ダムの訪問記

全国のダムと溜池の訪問記です。
主としてダムや溜池の由来や建設の経緯、目的について記述しています。

床木ダム

2017-07-02 14:23:03 | 大分県
2017年6月18日 床木ダム
 
床木ダムは大分県佐伯市弥生の一級河川番匠川水系床木川にある大分県営の治水目的の重力式コンクリートダムです。
急峻な山間部から谷あいの平野を流下して井崎川に注ぐ床木川流域では梅雨や台風による豪雨のたびに洪水被害をもたらしてきました。とりわけ1966年(昭和41年)8月の19号台風では壊滅的な被害が発生、抜本的な洪水対策を求める声が高まりました。
一方で、佐伯市一帯は瀬戸内海式気候の影響で年間降水量が2000ミリ程度と少なく、渇水による用水不足も頻発していました。
そこで大分県は治水・利水を目的とした多目的ダムの建設を進め、1985年(昭和60年)に床木川上流部に建設されたのが床木ダムです。
床木ダムは青江川の洪水調節と既得取水権への補給・安定した河川流量の保持を目的としています。
 
床木ダムは県道36号線沿いにありアプローチは簡単です。
今回は津久見から県道36号を南下、彦岳トンネルを抜けて床木ダムに至りました。
 
まずは下流から
クレストにずらっと並ぶ10門の自由越流式洪水吐が特徴で、堤体中央にはオリフィスゲートがあります。
 
下流面。
 
竣工記念碑。
 
ダムの説明板。
 
総貯水容量352万立米
右手に見える橋脚は東九州自動車です。
 
減勢工
利水放流設備から河川維持放流が行われています
ダム下右岸は公園になっており立ち入り可能です。
 
天端は車両通行可能
対岸に管理事務所があります。
 
上流面。
 
管理事務所に艇庫が併設されており、そこからインクラインが伸びています。
 
上流から。
 
大分の県ダムはどこも開放的かつ管理人さんの人柄が素晴らしいのですが、特に床木ダムの管理人さんは非常に素晴らしい方でした。
わざわざ東京から訪問したと話すと、周辺のお薦めの食事処や、日帰り入浴施設などダムに関係のないことまで親切に教えていただけました。

データソースの項目:
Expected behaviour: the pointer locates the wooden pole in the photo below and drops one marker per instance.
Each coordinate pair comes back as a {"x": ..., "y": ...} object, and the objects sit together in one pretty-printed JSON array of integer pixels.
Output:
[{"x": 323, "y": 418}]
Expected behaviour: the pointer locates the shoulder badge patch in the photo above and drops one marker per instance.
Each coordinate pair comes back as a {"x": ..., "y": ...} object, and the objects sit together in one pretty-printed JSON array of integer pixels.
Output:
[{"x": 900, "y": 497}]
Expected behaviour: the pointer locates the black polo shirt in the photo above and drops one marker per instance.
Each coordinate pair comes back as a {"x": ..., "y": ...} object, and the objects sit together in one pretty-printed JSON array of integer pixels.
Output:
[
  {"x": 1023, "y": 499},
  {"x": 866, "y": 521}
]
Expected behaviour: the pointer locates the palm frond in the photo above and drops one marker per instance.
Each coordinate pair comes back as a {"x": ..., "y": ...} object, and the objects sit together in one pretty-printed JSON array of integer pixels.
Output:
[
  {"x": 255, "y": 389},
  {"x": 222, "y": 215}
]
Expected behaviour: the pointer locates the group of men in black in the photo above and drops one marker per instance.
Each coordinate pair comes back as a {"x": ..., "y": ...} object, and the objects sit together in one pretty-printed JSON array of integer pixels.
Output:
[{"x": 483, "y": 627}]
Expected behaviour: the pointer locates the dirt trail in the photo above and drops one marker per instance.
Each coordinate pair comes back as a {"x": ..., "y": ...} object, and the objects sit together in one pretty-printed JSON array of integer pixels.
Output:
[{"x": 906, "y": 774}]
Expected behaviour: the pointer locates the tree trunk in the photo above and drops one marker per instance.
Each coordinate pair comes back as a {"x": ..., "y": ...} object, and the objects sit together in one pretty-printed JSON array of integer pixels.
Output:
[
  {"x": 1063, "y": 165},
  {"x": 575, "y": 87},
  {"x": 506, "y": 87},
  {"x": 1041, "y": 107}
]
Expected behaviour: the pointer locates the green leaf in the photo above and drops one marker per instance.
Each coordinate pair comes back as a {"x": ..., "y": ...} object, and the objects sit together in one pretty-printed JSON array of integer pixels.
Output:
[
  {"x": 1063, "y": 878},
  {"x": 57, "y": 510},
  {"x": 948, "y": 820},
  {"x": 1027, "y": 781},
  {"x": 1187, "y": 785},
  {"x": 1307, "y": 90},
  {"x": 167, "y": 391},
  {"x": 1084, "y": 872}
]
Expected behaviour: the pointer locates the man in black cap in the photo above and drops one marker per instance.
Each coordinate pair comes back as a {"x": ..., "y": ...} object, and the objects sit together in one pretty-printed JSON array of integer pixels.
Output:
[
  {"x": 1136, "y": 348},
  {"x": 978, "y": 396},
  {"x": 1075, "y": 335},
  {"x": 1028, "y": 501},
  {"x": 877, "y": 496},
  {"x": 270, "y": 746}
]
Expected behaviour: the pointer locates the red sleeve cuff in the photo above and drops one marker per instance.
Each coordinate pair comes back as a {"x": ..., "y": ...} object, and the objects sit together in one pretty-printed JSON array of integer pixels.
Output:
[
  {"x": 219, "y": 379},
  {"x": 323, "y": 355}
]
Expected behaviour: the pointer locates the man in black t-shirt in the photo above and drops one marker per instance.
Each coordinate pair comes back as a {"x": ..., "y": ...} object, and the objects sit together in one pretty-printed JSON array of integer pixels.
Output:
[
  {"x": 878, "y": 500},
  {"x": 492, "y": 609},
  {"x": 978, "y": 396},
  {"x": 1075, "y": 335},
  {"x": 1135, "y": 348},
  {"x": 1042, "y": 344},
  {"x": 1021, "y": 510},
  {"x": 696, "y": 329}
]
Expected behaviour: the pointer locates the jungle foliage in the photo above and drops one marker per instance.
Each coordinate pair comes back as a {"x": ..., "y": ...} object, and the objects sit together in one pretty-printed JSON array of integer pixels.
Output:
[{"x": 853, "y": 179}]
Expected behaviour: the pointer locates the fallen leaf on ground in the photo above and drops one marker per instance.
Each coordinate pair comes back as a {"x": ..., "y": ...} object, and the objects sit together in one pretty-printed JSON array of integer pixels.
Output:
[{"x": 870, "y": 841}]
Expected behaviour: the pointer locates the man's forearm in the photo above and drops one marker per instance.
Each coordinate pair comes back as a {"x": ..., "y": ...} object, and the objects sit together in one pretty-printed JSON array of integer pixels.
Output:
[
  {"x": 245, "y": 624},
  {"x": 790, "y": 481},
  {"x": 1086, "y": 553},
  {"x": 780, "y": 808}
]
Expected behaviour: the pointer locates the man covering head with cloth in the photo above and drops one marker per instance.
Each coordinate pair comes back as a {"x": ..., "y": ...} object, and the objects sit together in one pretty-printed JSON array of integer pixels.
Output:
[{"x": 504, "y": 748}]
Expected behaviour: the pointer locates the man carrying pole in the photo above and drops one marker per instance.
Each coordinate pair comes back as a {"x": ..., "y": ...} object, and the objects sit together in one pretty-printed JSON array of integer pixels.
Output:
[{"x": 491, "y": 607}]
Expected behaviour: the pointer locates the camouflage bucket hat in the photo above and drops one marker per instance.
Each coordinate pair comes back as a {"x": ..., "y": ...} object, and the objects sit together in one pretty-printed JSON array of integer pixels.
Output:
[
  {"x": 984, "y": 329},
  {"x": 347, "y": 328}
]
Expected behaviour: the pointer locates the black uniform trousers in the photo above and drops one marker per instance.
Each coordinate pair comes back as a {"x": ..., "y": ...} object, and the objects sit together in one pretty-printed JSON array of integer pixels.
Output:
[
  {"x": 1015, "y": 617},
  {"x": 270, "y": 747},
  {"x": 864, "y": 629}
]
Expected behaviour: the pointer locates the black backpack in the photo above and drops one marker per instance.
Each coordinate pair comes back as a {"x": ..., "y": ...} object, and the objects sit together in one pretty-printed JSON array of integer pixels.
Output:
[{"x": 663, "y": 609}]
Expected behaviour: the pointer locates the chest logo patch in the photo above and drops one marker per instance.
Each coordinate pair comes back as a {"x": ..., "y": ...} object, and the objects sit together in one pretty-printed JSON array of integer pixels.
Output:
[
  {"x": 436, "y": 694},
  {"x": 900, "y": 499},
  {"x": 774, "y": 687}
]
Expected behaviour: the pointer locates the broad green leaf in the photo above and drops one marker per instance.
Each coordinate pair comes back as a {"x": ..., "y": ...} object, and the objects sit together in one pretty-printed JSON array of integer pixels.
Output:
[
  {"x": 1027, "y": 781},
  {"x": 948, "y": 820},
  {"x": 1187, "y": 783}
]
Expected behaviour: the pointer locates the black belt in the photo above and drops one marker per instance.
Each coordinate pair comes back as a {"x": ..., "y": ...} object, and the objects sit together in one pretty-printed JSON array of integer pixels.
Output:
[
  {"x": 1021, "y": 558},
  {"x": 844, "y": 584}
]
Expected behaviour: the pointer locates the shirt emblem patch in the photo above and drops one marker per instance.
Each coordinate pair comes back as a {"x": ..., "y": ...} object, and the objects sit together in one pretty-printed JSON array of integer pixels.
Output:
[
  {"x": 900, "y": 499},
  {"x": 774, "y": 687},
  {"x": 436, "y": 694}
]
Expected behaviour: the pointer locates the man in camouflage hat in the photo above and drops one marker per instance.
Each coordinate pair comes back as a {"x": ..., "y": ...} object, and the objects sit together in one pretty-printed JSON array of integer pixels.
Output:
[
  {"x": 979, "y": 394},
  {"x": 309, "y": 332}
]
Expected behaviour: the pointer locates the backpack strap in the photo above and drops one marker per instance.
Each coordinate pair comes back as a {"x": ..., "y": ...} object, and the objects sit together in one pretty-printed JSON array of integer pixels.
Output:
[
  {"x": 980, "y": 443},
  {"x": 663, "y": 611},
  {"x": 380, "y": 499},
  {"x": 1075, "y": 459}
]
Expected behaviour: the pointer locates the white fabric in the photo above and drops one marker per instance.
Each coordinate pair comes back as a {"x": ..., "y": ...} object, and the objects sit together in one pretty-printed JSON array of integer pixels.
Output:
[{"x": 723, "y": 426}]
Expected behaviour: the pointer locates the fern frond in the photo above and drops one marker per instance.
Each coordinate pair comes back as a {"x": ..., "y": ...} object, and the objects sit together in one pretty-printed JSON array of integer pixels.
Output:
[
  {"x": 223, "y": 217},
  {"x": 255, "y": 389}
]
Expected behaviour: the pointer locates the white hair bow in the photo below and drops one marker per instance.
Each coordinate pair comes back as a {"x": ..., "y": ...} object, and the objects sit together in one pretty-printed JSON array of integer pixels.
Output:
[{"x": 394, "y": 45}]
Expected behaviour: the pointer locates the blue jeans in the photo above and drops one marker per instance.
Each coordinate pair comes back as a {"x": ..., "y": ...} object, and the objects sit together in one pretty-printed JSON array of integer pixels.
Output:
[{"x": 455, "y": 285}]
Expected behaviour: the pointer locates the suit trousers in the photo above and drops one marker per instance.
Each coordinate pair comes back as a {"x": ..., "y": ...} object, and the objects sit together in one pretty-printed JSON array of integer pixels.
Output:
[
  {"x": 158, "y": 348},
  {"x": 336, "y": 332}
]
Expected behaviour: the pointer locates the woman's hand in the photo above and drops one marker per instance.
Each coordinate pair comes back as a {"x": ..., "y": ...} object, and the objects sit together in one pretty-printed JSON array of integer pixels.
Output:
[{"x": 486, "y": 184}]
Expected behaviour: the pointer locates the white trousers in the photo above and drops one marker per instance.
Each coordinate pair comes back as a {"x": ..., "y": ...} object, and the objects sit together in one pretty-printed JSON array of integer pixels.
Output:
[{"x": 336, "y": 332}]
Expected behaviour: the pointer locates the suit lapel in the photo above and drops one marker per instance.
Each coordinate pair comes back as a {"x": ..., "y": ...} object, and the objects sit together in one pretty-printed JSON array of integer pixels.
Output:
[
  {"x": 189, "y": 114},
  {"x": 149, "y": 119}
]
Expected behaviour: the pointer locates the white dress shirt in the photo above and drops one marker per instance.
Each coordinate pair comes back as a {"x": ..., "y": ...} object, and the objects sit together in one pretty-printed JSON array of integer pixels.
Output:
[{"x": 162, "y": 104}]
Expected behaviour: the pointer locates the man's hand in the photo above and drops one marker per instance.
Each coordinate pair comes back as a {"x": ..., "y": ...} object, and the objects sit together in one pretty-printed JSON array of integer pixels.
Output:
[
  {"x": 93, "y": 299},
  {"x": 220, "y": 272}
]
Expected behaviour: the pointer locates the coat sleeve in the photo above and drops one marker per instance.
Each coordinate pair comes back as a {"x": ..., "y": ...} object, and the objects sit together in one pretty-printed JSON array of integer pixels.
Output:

練習問題:
1. 本文の「急峻な山間部から谷あいの平野」から「量の保持を目的としています。」までを両端を含めて取り出し、「渇水」を「干ばつ」に置き換えて書き直す。
2. 次の(a)〜(c)のそれぞれが本文と合っているかを「はい」か「いいえ」で答え、判断の根拠となる本文の語句をそのまま引用する。(a) 床木ダムは1985年に建設された。(b) 佐伯市一帯の年間降水量は3000ミリ程度である。(c) 床木ダムの天端は車両が通行できない。
これらの項目は本文とは別の資料である。

最終解答:
1.
急峻な山間部から谷あいの平野を流下して井崎川に注ぐ床木川流域では梅雨や台風による豪雨のたびに洪水被害をもたらしてきました。とりわけ1966年(昭和41年)8月の19号台風では壊滅的な被害が発生、抜本的な洪水対策を求める声が高まりました。
一方で、佐伯市一帯は瀬戸内海式気候の影響で年間降水量が2000ミリ程度と少なく、干ばつによる用水不足も頻発していました。
そこで大分県は治水・利水を目的とした多目的ダムの建設を進め、1985年(昭和60年)に床木川上流部に建設されたのが床木ダムです。
床木ダムは青江川の洪水調節と既得取水権への補給・安定した河川流量の保持を目的としています。

2.
(a) はい。「1985年(昭和60年)に床木川上流部に建設されたのが床木ダムです」
(b) いいえ。「年間降水量が2000ミリ程度と少なく」
(c) いいえ。「天端は車両通行可能」